● Selection
┌──
# Oregon Zoo...



## Eva (Jun 20, 2008)

Now that gas prices have dropped and the weather is finally warming up I decided that it was time to renew our Zoo membership and take the family on an outing before Spring Break comes to an end. 
The highlight of the trip was easily the Lorikeets...having birds swoop down, land on you and eat out of your hand is always fun. 
We also stopped to have lunch on one of the zoo trains..fun fun fun!  
Pics galore..enjoy!


----------



## Eva (Jun 20, 2008)

The weather was perfect for a spring trip to the zoo....about 60 degrees.
It was a really fun day...I love the Zoo

Uggg.forgot photo's..oops!


----------



## Eva (Jun 20, 2008)

Okay, more pics..sorry about that


----------



## Eva (Jun 20, 2008)

Part of the zoo was shut down for renovations and so no big cats today but lots of other fun stuff to look at. 
It's amazing when you see the tiny gazelle next to the HUGE giraffe.
His pattern is so pretty in person, very soft and muted compared to many giraffes that I've seen. The baby elephant was just introduced to the public...isn't she adorable!


----------



## Eva (Jun 20, 2008)

The Nile monitor was HUGE...it had to be at least 6-8 feet long. 
Aiden was very concerned about the crocidile...In the first picture he was asking me if it was dead because it wasn't coming up for air..lol
And last but not least my guys (Mikey,Aiden and DH Joe), all tuckered out.


----------



## Maxmom (Jul 22, 2008)

Great pictures! Makes _me _want to go to the zoo!


----------



## irnfit (Nov 21, 2006)

I love the zoo. DH and I would always go to the Bronx Zoo. It's a great day out.


----------



## Hav a lot of pets (Apr 4, 2008)

Oh, I miss the polar bears! Our zoo (Oklahoma City Zoo which is amazing and award winning) does not have any polar bears like the Denver Zoo where we lived for a year. That is one of the things I really do miss about living in Denver!

Karen


----------



## Dawna (Aug 3, 2006)

Eva, I love the pics of your guys! Looks like a fun day 

Karen, I agree...the OKC Zoo is very cool! The Tulsa zoo may have polars bears....I'm not sure..that may have been a temporary exhibit though...


----------



## RikiDaisyDixie (Apr 15, 2008)
└──
● Dataset excerpts
┌──
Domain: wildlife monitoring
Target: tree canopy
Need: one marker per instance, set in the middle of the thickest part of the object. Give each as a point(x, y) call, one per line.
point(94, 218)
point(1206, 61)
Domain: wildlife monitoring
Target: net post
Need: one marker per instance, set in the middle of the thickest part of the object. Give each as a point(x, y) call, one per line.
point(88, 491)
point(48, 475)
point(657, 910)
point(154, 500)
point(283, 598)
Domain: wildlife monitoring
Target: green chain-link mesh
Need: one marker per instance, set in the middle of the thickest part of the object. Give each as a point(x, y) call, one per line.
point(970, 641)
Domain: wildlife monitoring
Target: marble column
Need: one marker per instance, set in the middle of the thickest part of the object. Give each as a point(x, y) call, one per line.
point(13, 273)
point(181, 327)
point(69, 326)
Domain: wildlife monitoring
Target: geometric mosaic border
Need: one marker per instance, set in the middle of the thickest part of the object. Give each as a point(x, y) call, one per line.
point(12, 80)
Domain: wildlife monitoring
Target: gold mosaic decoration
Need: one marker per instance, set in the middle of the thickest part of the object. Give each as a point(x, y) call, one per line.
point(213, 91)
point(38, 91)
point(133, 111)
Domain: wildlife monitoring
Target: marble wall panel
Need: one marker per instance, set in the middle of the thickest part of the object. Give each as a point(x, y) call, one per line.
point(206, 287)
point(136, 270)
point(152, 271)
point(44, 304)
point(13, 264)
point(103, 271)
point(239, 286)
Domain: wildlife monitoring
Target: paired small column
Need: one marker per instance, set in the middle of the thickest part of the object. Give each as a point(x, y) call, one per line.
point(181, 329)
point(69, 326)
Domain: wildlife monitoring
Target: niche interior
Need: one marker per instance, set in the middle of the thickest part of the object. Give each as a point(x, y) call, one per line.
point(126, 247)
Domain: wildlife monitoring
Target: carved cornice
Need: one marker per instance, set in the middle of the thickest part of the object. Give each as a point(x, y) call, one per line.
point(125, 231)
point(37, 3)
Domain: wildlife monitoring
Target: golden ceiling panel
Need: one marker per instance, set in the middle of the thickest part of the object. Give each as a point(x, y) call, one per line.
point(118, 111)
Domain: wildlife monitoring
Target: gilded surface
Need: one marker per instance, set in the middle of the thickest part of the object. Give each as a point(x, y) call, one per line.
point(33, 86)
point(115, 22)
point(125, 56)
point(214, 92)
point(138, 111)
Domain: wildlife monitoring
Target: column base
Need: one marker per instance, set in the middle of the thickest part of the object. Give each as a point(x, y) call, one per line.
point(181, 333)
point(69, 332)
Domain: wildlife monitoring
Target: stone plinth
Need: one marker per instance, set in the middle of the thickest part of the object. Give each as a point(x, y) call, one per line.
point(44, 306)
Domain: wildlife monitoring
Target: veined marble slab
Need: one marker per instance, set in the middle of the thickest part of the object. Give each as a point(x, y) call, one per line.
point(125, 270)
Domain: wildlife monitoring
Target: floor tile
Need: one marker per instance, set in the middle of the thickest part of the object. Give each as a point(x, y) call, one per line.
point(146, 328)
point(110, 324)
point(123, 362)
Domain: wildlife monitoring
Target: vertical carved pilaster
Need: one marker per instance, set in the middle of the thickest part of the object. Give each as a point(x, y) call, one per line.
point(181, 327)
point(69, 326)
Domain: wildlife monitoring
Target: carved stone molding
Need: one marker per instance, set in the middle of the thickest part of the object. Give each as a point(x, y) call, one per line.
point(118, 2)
└──
● Direction 1
In the Oregon Zoo thread, what was the highlight of Eva's trip?
● Direction 2
Using the Oregon Zoo thread, explain why Eva saw no big cats that day.
● Direction 3
Write out the passage of the Oregon Zoo thread between "We also stopped" and "zoo....about 60 degrees.", inclusive.

● Correct output 1
The Lorikeets.

● Correct output 2
Part of the zoo was shut down for renovations, so the big cats could not be seen that day.

● Correct output 3
We also stopped to have lunch on one of the zoo trains..fun fun fun!  
Pics galore..enjoy!


----------



## Eva (Jun 20, 2008)

The weather was perfect for a spring trip to the zoo....about 60 degrees.